===== DATA SHOWN =====

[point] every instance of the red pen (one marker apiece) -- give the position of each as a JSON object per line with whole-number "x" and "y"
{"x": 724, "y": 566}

=====
===== DATA SHOWN =====

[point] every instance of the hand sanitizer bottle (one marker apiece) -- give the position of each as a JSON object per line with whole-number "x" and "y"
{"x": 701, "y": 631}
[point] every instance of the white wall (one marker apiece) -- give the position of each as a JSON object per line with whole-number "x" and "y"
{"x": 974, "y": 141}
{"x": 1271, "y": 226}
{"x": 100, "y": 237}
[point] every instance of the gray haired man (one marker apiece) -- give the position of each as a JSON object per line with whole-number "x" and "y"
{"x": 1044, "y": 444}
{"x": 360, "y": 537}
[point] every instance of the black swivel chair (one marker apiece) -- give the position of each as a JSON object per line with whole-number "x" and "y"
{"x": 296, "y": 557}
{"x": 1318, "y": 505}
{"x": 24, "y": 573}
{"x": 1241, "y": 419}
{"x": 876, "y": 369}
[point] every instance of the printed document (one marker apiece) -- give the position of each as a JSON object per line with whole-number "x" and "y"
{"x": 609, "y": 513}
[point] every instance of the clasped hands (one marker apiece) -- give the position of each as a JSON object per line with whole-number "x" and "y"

=====
===== DATA SHOWN =====

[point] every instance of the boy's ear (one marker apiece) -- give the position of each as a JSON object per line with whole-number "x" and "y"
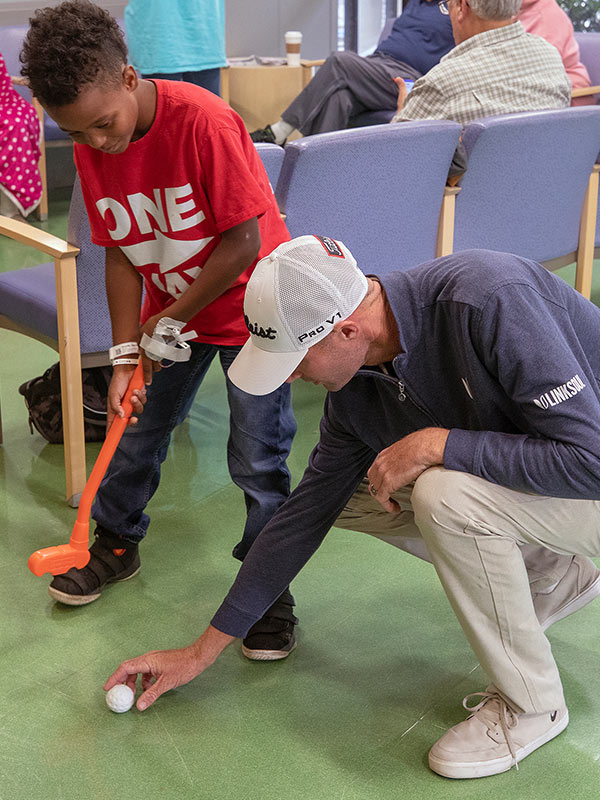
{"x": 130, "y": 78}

=====

* EXERCISE PROMPT:
Gather every line of the material above that contains the string "JSON", treating uppercase and lowercase as different, and copy each of those lines out in full.

* WRITTEN SOLUTION:
[point] every instance of the red pen (one marker apiece) -- give the position of each as a JSON object per line with whole-number "x" and "y"
[point] every instance of the hand sanitizer bottle (one marker apiece) -- give the position of each as a JSON object per line with whole-number "x" and "y"
[point] every instance of the white wall (one marker apiece) -- give the position of each as a JSON object per line with whole-number "x" and "y"
[point] every instance of the gray haired man (one marker apiece) -- give the position of each as a JSON object per line with whole-number "x" and "y"
[point] every instance of the black swivel chair (one marker apiece) -- give the position of each as a JSON object per line with whole-number "x" and "y"
[point] every instance of the printed document (one marker apiece) -- give the position of each as a JSON object per line with whole-number "x" and "y"
[point] every instance of the clasped hands (one marker apiece) -- give the position of each as a JSON object per line with whole-number "x" and "y"
[point] every instance of the boy's ear (one marker apiece) -- give the position of each as a JSON object per line with whole-number "x" and "y"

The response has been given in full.